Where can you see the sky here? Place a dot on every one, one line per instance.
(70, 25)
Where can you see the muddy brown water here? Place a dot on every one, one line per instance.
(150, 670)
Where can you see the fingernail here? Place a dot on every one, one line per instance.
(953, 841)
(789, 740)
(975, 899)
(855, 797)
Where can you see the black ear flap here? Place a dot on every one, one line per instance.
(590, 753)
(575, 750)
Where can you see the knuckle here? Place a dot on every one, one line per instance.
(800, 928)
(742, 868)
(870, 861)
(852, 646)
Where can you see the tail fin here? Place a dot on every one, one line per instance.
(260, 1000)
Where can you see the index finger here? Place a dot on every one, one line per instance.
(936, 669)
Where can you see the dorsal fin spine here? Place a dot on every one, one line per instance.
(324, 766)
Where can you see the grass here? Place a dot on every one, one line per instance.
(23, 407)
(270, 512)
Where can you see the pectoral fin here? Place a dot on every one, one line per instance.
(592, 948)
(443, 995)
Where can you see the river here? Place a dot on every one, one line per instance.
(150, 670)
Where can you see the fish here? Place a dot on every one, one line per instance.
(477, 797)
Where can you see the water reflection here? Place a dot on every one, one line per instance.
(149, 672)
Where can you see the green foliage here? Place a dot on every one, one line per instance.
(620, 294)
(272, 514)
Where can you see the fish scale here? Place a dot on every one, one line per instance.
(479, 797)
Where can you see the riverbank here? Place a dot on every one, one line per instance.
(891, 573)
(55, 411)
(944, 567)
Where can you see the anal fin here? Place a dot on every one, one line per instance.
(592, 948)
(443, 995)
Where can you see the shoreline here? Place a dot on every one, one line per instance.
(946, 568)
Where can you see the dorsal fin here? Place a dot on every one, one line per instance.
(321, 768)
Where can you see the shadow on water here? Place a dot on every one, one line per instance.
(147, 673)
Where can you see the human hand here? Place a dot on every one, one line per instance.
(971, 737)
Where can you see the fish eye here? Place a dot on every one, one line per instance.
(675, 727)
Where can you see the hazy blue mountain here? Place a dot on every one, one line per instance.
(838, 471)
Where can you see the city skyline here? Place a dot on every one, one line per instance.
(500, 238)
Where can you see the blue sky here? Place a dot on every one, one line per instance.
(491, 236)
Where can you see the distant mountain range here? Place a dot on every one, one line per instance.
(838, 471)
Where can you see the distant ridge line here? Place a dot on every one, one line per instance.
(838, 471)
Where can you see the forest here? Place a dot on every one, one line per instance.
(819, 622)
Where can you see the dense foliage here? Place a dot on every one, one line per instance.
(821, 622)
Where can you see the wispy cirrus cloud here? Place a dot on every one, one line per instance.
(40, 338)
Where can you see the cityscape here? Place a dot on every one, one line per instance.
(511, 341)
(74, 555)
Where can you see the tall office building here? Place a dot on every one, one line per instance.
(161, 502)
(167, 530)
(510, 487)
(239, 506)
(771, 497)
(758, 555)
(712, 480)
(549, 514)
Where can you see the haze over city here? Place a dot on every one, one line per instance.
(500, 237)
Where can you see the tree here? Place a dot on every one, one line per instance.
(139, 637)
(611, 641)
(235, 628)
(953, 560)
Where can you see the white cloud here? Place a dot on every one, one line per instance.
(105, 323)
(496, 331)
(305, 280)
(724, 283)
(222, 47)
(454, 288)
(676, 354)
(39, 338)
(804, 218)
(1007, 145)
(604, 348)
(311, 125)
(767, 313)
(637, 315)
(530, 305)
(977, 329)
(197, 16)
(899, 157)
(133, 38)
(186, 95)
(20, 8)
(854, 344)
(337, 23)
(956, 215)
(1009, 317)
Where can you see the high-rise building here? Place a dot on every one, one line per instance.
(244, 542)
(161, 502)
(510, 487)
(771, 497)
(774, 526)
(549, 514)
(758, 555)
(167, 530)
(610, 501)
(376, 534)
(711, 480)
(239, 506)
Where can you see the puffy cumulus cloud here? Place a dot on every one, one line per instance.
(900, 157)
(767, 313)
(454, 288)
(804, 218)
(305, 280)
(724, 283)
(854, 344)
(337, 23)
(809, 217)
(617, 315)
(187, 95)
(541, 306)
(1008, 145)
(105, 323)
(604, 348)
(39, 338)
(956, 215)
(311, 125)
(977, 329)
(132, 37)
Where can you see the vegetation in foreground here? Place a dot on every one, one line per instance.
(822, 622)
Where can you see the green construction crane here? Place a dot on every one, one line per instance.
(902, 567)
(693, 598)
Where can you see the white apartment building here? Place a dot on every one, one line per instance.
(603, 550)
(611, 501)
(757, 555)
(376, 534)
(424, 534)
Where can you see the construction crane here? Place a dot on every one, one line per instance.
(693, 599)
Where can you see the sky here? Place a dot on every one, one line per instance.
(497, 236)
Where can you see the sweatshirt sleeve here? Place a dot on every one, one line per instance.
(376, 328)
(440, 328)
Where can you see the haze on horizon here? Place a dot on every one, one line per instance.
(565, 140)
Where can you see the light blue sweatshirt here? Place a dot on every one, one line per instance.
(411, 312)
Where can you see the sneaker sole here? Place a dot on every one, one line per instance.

# # # #

-- Work item --
Reproduce the material above in full, word for word.

-- Response box --
Where can you see the sky here? Place a dot on every one, one line per instance.
(70, 25)
Where can you see the muddy brown water here? Place a dot on every one, one line per instance.
(150, 670)
Where can you see the fingernail here? Place a dot on every one, one line per instance.
(953, 841)
(789, 740)
(975, 899)
(855, 797)
Where can you see the black ear flap here? Place a dot on every one, one line per instance.
(590, 753)
(575, 750)
Where can you see the knuckle here? Place a dot on every one, one line per instance.
(800, 928)
(742, 868)
(870, 861)
(852, 646)
Where can you see the tail fin here? Place a dot on every one, one line per instance.
(260, 1000)
Where can you see the index finger here? Place a dot on every one, one line per instance.
(936, 669)
Where can you see the dorsal fin spine here? Place a dot on every one, one line per instance.
(324, 766)
Where can you see the grass here? Place a dot on every one, one line per instance.
(23, 407)
(270, 512)
Where can you see the pectoral fin here? Place a dot on every one, one line per instance.
(592, 948)
(443, 995)
Where can you see the river here? Place a dot on every one, one line per instance.
(150, 670)
Where can you see the fish here? Place a dot on every one, one line per instance.
(477, 797)
Where can you see the water reflection here? Place a dot on every one, one line per instance.
(149, 672)
Where can you see the green foliage here? Place a dot on every one, one line per instance.
(620, 294)
(272, 514)
Where can you see the fish scale here? Place a dot on every one, one line per instance.
(479, 797)
Where can you see the riverbank here? Place a dot on every one, one line per instance.
(891, 573)
(55, 411)
(944, 567)
Where can you see the anal fin here? Place a dot on every one, one line per instance.
(592, 948)
(443, 995)
Where can you see the shoreline here? Place a dot on every one, one line per instance.
(946, 568)
Where can you see the dorsal fin here? Place a dot on every one, one line per instance.
(321, 768)
Where can you see the shadow on water here? Place a dot on every one, one line per instance.
(147, 673)
Where can you see the human hand here? Place a dot on every one, one line per instance.
(971, 737)
Where can you see the fish eye here? Place a dot on every one, one line per instance.
(675, 727)
Where can you see the hazy blue mountain here? Place a dot on every one, one line per instance.
(838, 471)
Where can you see the city skyline here? Place a dot on every one, one line per instance.
(500, 238)
Where can you see the blue sky here? Place a dot on every one, one line per instance.
(491, 236)
Where can you see the distant mountain range here? Place a dot on every one, one line per instance.
(838, 471)
Where can you see the distant ridge line here? Place a dot on every one, one line per instance.
(838, 471)
Where can you see the forest here? Place a dot on every one, one line per instance.
(819, 622)
Where can you see the dense foliage here? Place a dot on every one, one line per instance.
(821, 622)
Where can you see the wispy cirrus cloud here? Place a dot on every one, one line per instance.
(40, 338)
Where can you see the cityscape here? Place a dot on every one, one line per instance.
(511, 341)
(74, 555)
Where can you see the tall office building here? Place a dot on every one, one line per instance.
(161, 502)
(167, 530)
(510, 487)
(239, 506)
(771, 497)
(758, 555)
(712, 480)
(549, 514)
Where can you see the haze over city here? Place a dot on every one, one line per instance.
(500, 237)
Where can you see the tree here? Place a dot on every one, one line per instance.
(139, 637)
(611, 641)
(235, 628)
(953, 560)
Where can you see the white cloud here? Place a dot on every one, one line per instance.
(105, 323)
(496, 331)
(305, 280)
(724, 283)
(222, 47)
(454, 288)
(676, 354)
(39, 338)
(804, 218)
(1007, 145)
(604, 348)
(311, 125)
(767, 313)
(637, 315)
(530, 305)
(977, 329)
(197, 16)
(899, 157)
(133, 38)
(186, 95)
(20, 8)
(854, 344)
(337, 23)
(956, 215)
(1009, 317)
Where can you see the high-rise building here? Place a dot on every one, one line per instance.
(244, 542)
(161, 502)
(510, 487)
(771, 497)
(774, 526)
(549, 514)
(758, 555)
(167, 530)
(610, 501)
(376, 534)
(711, 480)
(239, 506)
Where can you see the puffy cumulus cloud here? Place a dot on every one, one line per instance.
(900, 157)
(767, 313)
(454, 288)
(804, 218)
(305, 280)
(724, 283)
(854, 344)
(337, 23)
(809, 217)
(617, 315)
(187, 95)
(541, 306)
(1008, 145)
(105, 323)
(604, 348)
(39, 338)
(956, 215)
(311, 125)
(977, 329)
(132, 37)
Where can you see the vegetation in foreground here? Place a dot on every one, one line per instance.
(822, 622)
Where can you see the green construction crane here? Place a dot on every one, one line per instance.
(902, 567)
(693, 598)
Where can you see the white apartment building here? Place a dot on every one, one line per instance.
(603, 550)
(611, 501)
(757, 555)
(376, 534)
(424, 534)
Where can you see the construction crane here? Place a dot on every one, one line per instance.
(693, 599)
Where can you see the sky here? Place a dot on every one, one line per instance.
(497, 236)
Where can you see the sweatshirt sleeve here? Place a dot on every one, one line per instance.
(376, 328)
(440, 328)
Where can you see the haze on horizon here? Place a dot on every one, one line per instance.
(565, 140)
Where can you see the light blue sweatshirt here? Place a dot on every one, one line per instance.
(411, 312)
Where can you see the sneaker sole here? Place a dot on every one, one line per instance.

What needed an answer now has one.